__Work order__.
Of the records below, reproduce only the span that opens with the line containing "box: [41, 236, 103, 358]" and closes with the last line.

__Data records__.

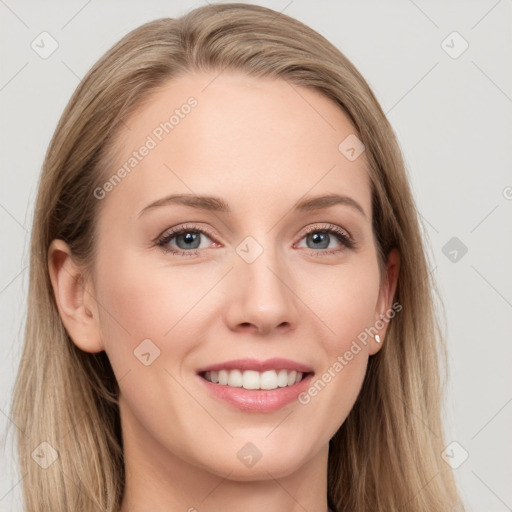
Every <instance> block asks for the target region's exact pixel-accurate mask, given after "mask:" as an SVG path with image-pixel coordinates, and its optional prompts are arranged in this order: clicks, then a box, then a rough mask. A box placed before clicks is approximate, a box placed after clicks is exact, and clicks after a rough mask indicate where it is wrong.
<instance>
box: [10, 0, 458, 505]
mask: <svg viewBox="0 0 512 512" xmlns="http://www.w3.org/2000/svg"><path fill="white" fill-rule="evenodd" d="M443 350H444V346H443V343H442V338H441V336H440V334H439V329H438V327H437V323H436V319H435V317H434V314H433V302H432V284H431V282H430V279H429V271H428V266H427V262H426V257H425V253H424V248H423V244H422V240H421V236H420V231H419V227H418V220H417V212H416V210H415V206H414V201H413V198H412V195H411V191H410V188H409V185H408V181H407V176H406V172H405V169H404V163H403V161H402V157H401V155H400V151H399V149H398V145H397V142H396V140H395V137H394V134H393V131H392V129H391V127H390V125H389V123H388V121H387V120H386V118H385V116H384V114H383V112H382V110H381V108H380V106H379V105H378V103H377V101H376V99H375V97H374V95H373V93H372V92H371V90H370V88H369V87H368V85H367V84H366V82H365V81H364V79H363V78H362V76H361V75H360V74H359V73H358V71H357V70H356V69H355V68H354V66H353V65H352V64H351V63H350V62H349V61H348V60H347V59H346V58H345V57H344V56H343V55H342V54H341V53H340V52H339V51H338V50H337V49H336V48H334V47H333V46H332V45H331V44H330V43H329V42H327V41H326V40H325V39H324V38H323V37H321V36H320V35H318V34H317V33H316V32H314V31H313V30H311V29H310V28H308V27H306V26H304V25H303V24H301V23H299V22H298V21H296V20H293V19H291V18H289V17H287V16H284V15H281V14H278V13H277V12H274V11H272V10H270V9H266V8H263V7H259V6H252V5H243V4H224V5H212V6H207V7H203V8H200V9H196V10H194V11H192V12H191V13H189V14H187V15H185V16H183V17H181V18H178V19H161V20H157V21H154V22H151V23H147V24H145V25H143V26H141V27H139V28H138V29H136V30H134V31H132V32H131V33H130V34H128V35H127V36H125V37H124V38H123V39H122V40H121V41H120V42H119V43H117V44H116V45H115V46H114V47H113V48H112V49H111V50H110V51H109V52H107V54H105V55H104V56H103V57H102V58H101V59H100V61H99V62H98V63H97V64H96V65H95V66H94V67H93V68H92V69H91V71H90V72H89V73H88V75H87V76H86V77H85V78H84V80H83V81H82V82H81V84H80V85H79V87H78V88H77V90H76V92H75V93H74V95H73V97H72V98H71V100H70V102H69V104H68V106H67V108H66V109H65V111H64V113H63V115H62V118H61V120H60V122H59V125H58V126H57V129H56V132H55V135H54V137H53V139H52V142H51V144H50V147H49V149H48V153H47V156H46V160H45V163H44V167H43V172H42V177H41V182H40V187H39V195H38V199H37V204H36V209H35V214H34V225H33V232H32V244H31V276H30V291H29V308H28V320H27V328H26V340H25V348H24V353H23V357H22V360H21V365H20V369H19V373H18V377H17V381H16V387H15V394H14V401H13V410H12V416H13V419H14V422H15V423H16V424H17V425H18V426H19V427H20V429H21V430H22V431H23V432H24V435H21V436H19V437H18V446H19V455H20V464H21V470H22V473H23V474H26V476H25V478H24V480H23V485H24V497H25V500H26V510H27V511H36V510H41V509H45V510H75V511H85V510H96V509H97V510H108V511H113V512H119V511H120V512H128V511H137V510H199V511H203V510H227V511H230V510H240V509H243V510H256V509H258V510H259V509H260V508H261V506H262V505H264V506H265V507H266V508H267V509H268V510H278V509H279V510H299V509H305V510H311V511H320V510H322V511H324V510H327V509H329V510H332V511H335V510H338V511H342V510H357V511H366V510H367V511H370V510H371V511H374V512H375V511H391V510H399V509H400V510H415V511H425V512H426V511H433V510H439V511H441V510H442V511H449V510H450V511H451V510H462V505H461V503H460V500H459V498H458V496H457V491H456V489H455V485H454V482H453V476H452V474H451V469H450V468H449V466H448V465H447V464H445V463H444V462H443V461H442V460H441V452H442V450H443V449H444V447H445V445H444V442H443V435H442V426H441V421H440V393H441V389H440V379H439V371H438V355H440V354H441V355H442V353H443Z"/></svg>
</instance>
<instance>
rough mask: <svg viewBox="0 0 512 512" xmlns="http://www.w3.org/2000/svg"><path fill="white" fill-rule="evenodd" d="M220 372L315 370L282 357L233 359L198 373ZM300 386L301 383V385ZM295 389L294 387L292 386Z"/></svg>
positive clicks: (198, 369)
mask: <svg viewBox="0 0 512 512" xmlns="http://www.w3.org/2000/svg"><path fill="white" fill-rule="evenodd" d="M219 370H242V371H245V370H255V371H257V372H264V371H267V370H289V371H292V370H295V371H296V372H302V373H312V372H313V368H311V366H307V365H305V364H302V363H297V362H296V361H292V360H291V359H283V358H281V357H274V358H272V359H265V360H264V361H260V360H258V359H249V358H244V359H232V360H231V361H225V362H223V363H217V364H212V365H209V366H204V367H202V368H198V370H197V373H198V374H199V373H203V372H216V371H219ZM301 382H302V381H301ZM299 384H300V383H299ZM290 387H293V386H290Z"/></svg>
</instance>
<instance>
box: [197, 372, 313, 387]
mask: <svg viewBox="0 0 512 512" xmlns="http://www.w3.org/2000/svg"><path fill="white" fill-rule="evenodd" d="M309 373H310V372H306V373H303V372H297V371H295V370H286V369H280V370H267V371H264V372H259V371H256V370H241V369H234V370H229V369H223V370H219V371H207V372H201V373H200V374H199V375H200V376H201V377H202V378H203V379H205V380H207V381H208V382H211V383H213V384H219V385H221V386H229V387H232V388H244V389H250V390H273V389H278V388H285V387H289V386H294V385H295V384H298V383H299V382H301V381H302V379H304V378H305V377H306V376H308V375H309Z"/></svg>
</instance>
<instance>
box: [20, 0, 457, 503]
mask: <svg viewBox="0 0 512 512" xmlns="http://www.w3.org/2000/svg"><path fill="white" fill-rule="evenodd" d="M224 69H234V70H238V71H242V72H244V73H246V74H247V75H251V76H257V77H274V78H280V79H284V80H286V81H288V82H289V83H291V84H293V85H296V86H302V87H310V88H314V89H316V90H318V91H320V92H321V93H323V94H324V95H325V96H327V97H329V98H331V99H332V100H333V101H335V102H336V103H337V104H338V105H339V106H340V108H341V109H343V111H344V112H345V113H346V114H347V115H348V116H349V118H350V119H351V121H352V123H353V124H354V126H355V128H356V130H357V133H358V137H359V138H360V139H361V140H362V142H363V143H364V145H365V146H366V155H367V158H368V174H369V177H370V182H371V188H372V201H373V229H374V232H375V238H376V241H377V245H378V251H379V258H380V262H379V263H380V264H381V265H384V262H385V260H386V255H387V254H388V253H389V251H390V250H391V249H393V248H396V249H397V250H398V251H399V253H400V255H401V268H400V274H399V279H398V287H397V291H396V295H395V300H396V301H398V302H399V303H400V304H401V305H402V310H401V312H400V313H399V314H398V315H396V317H395V318H393V320H392V321H391V323H390V326H389V329H388V333H387V336H386V341H385V343H384V344H383V348H382V350H381V351H380V352H378V353H377V354H376V355H374V356H372V357H370V361H369V365H368V368H367V374H366V377H365V380H364V384H363V387H362V389H361V392H360V395H359V397H358V399H357V401H356V403H355V405H354V407H353V409H352V410H351V412H350V414H349V416H348V417H347V419H346V421H345V422H344V423H343V425H342V426H341V427H340V429H339V430H338V432H337V433H336V435H335V436H334V437H333V438H332V439H331V441H330V450H329V466H328V496H329V501H330V502H331V503H332V504H333V505H334V506H335V507H337V509H338V510H340V511H341V510H347V511H348V510H355V511H358V512H365V511H368V512H369V511H372V512H384V511H385V512H391V511H396V510H399V509H400V510H408V511H411V510H414V511H418V512H433V511H452V510H462V505H461V503H460V500H459V497H458V495H457V491H456V487H455V484H454V479H453V475H452V473H451V469H450V468H449V466H448V465H447V464H445V463H444V461H443V460H442V459H441V452H442V450H443V448H444V442H443V432H442V425H441V390H442V383H443V379H441V375H444V373H443V374H441V372H440V371H439V369H440V365H439V359H441V361H444V359H443V358H444V357H445V348H444V343H443V339H442V335H441V329H440V328H439V326H438V321H437V320H436V316H435V313H434V299H435V296H434V290H435V289H434V287H433V286H434V283H433V282H432V280H431V277H430V274H429V268H428V263H427V256H426V253H425V248H424V245H423V241H422V236H421V231H420V227H419V223H418V214H417V211H416V208H415V204H414V200H413V197H412V194H411V190H410V188H409V184H408V179H407V174H406V170H405V167H404V162H403V159H402V156H401V153H400V150H399V147H398V144H397V141H396V139H395V135H394V133H393V130H392V128H391V126H390V124H389V123H388V121H387V119H386V117H385V115H384V113H383V112H382V109H381V108H380V106H379V104H378V102H377V100H376V98H375V97H374V95H373V93H372V91H371V90H370V88H369V86H368V84H367V83H366V81H365V80H364V79H363V77H362V76H361V75H360V74H359V72H358V71H357V70H356V69H355V67H354V66H353V65H352V64H351V62H350V61H349V60H348V59H347V58H346V57H345V56H344V55H343V54H342V53H341V52H340V51H339V50H338V49H336V48H335V47H334V46H333V45H332V44H331V43H329V42H328V41H327V40H326V39H324V38H323V37H322V36H320V35H319V34H318V33H316V32H315V31H313V30H312V29H310V28H309V27H307V26H305V25H303V24H302V23H300V22H299V21H297V20H294V19H292V18H290V17H288V16H285V15H282V14H279V13H277V12H275V11H273V10H271V9H267V8H264V7H260V6H255V5H247V4H216V5H209V6H205V7H201V8H198V9H196V10H194V11H192V12H190V13H188V14H187V15H185V16H182V17H180V18H177V19H167V18H165V19H159V20H156V21H153V22H150V23H146V24H144V25H142V26H141V27H139V28H137V29H135V30H133V31H132V32H130V33H129V34H127V35H126V36H125V37H124V38H123V39H122V40H121V41H119V42H118V43H117V44H116V45H115V46H114V47H112V48H111V49H110V50H109V51H108V52H107V53H106V54H105V55H104V56H103V57H102V58H101V59H100V60H99V61H98V62H97V63H96V64H95V65H94V67H93V68H92V69H91V70H90V71H89V73H88V74H87V75H86V77H85V78H84V79H83V80H82V82H81V83H80V85H79V86H78V88H77V89H76V91H75V92H74V94H73V96H72V98H71V99H70V101H69V103H68V105H67V107H66V109H65V110H64V112H63V114H62V117H61V119H60V121H59V123H58V126H57V128H56V131H55V134H54V136H53V138H52V141H51V143H50V146H49V148H48V151H47V154H46V158H45V161H44V165H43V169H42V174H41V178H40V183H39V192H38V197H37V203H36V206H35V212H34V221H33V229H32V238H31V259H30V285H29V296H28V316H27V322H26V332H25V345H24V349H23V354H22V358H21V363H20V368H19V372H18V375H17V379H16V383H15V389H14V395H13V403H12V409H11V417H12V419H13V421H14V423H15V424H16V425H17V426H18V427H19V429H20V431H19V432H17V446H18V456H19V463H20V465H21V473H22V474H23V475H25V477H24V479H23V497H24V501H25V507H26V508H25V510H26V511H27V512H40V511H41V510H49V511H52V512H69V511H70V510H73V511H76V512H85V511H88V510H95V509H96V508H98V509H100V510H105V511H109V512H116V511H117V510H118V508H119V506H120V503H121V499H122V495H123V491H124V465H123V447H122V438H121V428H120V418H119V409H118V402H117V396H118V391H119V388H118V384H117V381H116V379H115V376H114V374H113V371H112V368H111V366H110V363H109V360H108V358H107V356H106V354H105V353H104V352H100V353H98V354H91V353H86V352H83V351H81V350H80V349H79V348H77V347H76V346H75V345H74V344H73V342H72V341H71V339H70V337H69V336H68V334H67V332H66V330H65V329H64V327H63V324H62V322H61V319H60V317H59V314H58V310H57V307H56V302H55V298H54V296H53V293H52V287H51V283H50V278H49V273H48V263H47V258H48V248H49V245H50V243H51V241H52V240H53V239H62V240H64V241H65V242H67V243H68V244H69V245H70V247H71V250H72V252H73V254H74V255H75V257H76V258H78V259H79V260H80V261H82V262H83V263H84V265H86V266H87V265H88V264H90V263H91V261H92V260H93V258H94V249H95V226H96V219H97V216H98V213H99V212H98V204H99V203H101V202H100V201H97V200H96V198H95V197H94V196H93V190H94V189H95V188H96V187H98V186H101V184H102V183H103V182H104V181H105V180H104V178H105V176H104V174H105V172H104V171H105V170H107V169H108V168H109V161H110V160H109V159H111V158H112V151H111V150H112V147H113V146H112V141H113V140H114V135H115V134H116V131H117V128H118V127H119V126H120V124H121V123H123V120H124V119H126V117H127V116H128V115H129V114H130V113H132V112H134V111H135V109H137V108H140V106H141V104H142V102H143V101H144V100H145V99H147V98H148V96H149V94H150V93H151V92H152V91H154V90H156V88H158V87H159V86H161V85H163V84H164V83H165V82H166V81H168V80H170V79H173V78H176V77H177V76H180V75H182V74H184V73H187V72H189V71H193V70H200V71H212V72H215V73H219V72H222V70H224ZM340 142H341V141H340ZM441 368H443V369H444V364H443V365H442V366H441ZM42 442H47V443H49V445H51V447H53V448H54V449H55V450H56V452H57V453H58V458H57V460H56V461H55V462H54V463H53V464H51V465H50V466H49V467H48V468H46V469H43V468H42V467H41V466H40V465H38V464H36V463H35V462H34V460H33V457H32V455H31V454H32V452H33V451H34V449H35V448H36V447H37V446H38V445H39V444H40V443H42Z"/></svg>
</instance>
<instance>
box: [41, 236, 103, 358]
mask: <svg viewBox="0 0 512 512" xmlns="http://www.w3.org/2000/svg"><path fill="white" fill-rule="evenodd" d="M48 270H49V272H50V280H51V282H52V287H53V293H54V295H55V301H56V303H57V308H58V310H59V314H60V317H61V319H62V323H63V324H64V327H65V328H66V331H67V332H68V334H69V336H70V338H71V339H72V340H73V343H74V344H75V345H76V346H77V347H78V348H80V349H81V350H84V351H85V352H91V353H95V352H101V351H102V350H104V346H103V341H102V339H101V336H100V329H99V316H98V307H97V302H96V300H95V299H94V296H93V289H92V287H91V285H90V283H86V282H84V281H85V280H84V276H83V273H82V272H81V271H80V269H79V267H78V266H77V265H76V264H75V262H74V261H73V257H72V254H71V250H70V248H69V246H68V244H66V243H65V242H63V241H62V240H53V241H52V243H51V244H50V248H49V250H48Z"/></svg>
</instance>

__The answer__.
box: [41, 236, 103, 358]
mask: <svg viewBox="0 0 512 512" xmlns="http://www.w3.org/2000/svg"><path fill="white" fill-rule="evenodd" d="M48 270H49V272H50V280H51V282H52V287H53V293H54V295H55V301H56V303H57V308H58V310H59V314H60V317H61V319H62V323H63V324H64V327H65V328H66V331H67V332H68V334H69V336H70V338H71V339H72V340H73V343H74V344H75V345H76V346H77V347H78V348H80V349H81V350H84V351H85V352H91V353H95V352H101V351H102V350H104V346H103V341H102V339H101V336H100V329H99V316H98V307H97V302H96V300H95V299H94V296H93V289H92V287H91V285H90V283H86V282H84V281H85V280H84V276H83V273H82V272H81V271H80V269H79V267H78V266H77V265H76V264H75V262H74V261H73V257H72V254H71V250H70V248H69V246H68V244H66V243H65V242H63V241H62V240H53V241H52V243H51V244H50V248H49V250H48Z"/></svg>
</instance>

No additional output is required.